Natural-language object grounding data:

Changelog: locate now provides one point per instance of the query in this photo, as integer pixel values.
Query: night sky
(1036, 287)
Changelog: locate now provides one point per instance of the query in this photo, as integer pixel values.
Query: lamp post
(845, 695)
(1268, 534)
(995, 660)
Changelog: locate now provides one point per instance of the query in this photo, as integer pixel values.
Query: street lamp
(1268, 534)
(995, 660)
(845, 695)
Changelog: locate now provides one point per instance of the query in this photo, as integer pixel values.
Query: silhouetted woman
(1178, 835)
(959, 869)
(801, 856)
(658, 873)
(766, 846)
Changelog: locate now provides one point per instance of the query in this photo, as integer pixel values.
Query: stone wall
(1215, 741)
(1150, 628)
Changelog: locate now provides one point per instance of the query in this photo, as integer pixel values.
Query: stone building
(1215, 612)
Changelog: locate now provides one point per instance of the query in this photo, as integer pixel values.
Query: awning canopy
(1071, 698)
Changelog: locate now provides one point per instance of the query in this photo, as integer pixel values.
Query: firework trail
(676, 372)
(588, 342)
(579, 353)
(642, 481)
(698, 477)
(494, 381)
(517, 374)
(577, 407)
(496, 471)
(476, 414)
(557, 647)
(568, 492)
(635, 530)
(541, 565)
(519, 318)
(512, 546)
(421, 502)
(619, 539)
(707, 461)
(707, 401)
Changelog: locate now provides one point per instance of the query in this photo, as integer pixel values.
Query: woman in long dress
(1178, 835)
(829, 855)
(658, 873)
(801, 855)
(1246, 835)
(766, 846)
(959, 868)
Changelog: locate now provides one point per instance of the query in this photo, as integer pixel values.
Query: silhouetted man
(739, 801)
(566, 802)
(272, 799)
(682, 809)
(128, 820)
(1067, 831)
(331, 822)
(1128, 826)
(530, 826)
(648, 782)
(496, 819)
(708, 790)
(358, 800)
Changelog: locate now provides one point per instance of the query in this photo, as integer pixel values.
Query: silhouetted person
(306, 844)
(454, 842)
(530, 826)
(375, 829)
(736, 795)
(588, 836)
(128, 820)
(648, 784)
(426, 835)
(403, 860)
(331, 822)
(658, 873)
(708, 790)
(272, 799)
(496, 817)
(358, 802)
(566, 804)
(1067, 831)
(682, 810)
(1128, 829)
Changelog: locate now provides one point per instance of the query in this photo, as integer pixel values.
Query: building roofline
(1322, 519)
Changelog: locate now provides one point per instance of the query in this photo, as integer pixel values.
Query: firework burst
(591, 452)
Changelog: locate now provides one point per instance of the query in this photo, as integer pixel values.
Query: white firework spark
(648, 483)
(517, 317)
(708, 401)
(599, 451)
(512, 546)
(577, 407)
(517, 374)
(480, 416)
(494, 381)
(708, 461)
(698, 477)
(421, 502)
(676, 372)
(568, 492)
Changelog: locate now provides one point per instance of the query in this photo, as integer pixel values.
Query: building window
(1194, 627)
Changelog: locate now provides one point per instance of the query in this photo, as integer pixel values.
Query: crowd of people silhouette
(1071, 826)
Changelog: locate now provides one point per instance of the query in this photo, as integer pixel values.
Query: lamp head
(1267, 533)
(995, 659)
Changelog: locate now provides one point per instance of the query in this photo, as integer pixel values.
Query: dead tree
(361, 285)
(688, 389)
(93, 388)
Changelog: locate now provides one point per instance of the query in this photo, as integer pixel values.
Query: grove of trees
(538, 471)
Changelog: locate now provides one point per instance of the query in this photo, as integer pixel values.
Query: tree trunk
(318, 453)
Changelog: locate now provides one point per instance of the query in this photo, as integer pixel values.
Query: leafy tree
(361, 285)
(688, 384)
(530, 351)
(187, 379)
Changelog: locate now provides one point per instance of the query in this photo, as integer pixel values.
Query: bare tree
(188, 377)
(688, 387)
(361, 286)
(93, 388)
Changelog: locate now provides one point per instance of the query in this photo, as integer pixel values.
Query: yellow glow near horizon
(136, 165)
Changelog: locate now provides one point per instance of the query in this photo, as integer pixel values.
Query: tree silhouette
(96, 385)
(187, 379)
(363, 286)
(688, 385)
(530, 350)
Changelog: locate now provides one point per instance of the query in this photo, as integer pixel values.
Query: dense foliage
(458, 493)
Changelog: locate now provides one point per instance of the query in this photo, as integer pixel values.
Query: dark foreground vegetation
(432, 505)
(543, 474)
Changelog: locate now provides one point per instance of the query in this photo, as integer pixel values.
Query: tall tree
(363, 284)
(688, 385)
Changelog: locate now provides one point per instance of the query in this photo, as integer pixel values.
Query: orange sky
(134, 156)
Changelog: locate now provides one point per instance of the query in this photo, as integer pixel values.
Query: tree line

TASK: From the line with "Query: tree silhouette" to the final line of the data above, please reproduce every line exactly and add nothing.

RESPONSE AREA:
Query: tree silhouette
(96, 385)
(187, 379)
(363, 286)
(688, 385)
(530, 350)
Changelog: locate now provides one point per instance of the query in this photo, as integer pixel values.
Query: dense foliage
(458, 493)
Changelog: locate now provides one point per instance of the query in this photo, as integer pixel values.
Query: dark foreground vegetation
(432, 505)
(543, 474)
Changelog: locate now provides one point per instance of the query in this photo, as integer pixel values.
Query: tall tree
(363, 284)
(688, 385)
Changelog: locate now provides one point per instance of the query in this photo, as integer pixel values.
Query: orange sky
(134, 156)
Changelog: locate now provides one point per instance of the query in this photo, as integer pixel values.
Query: tree line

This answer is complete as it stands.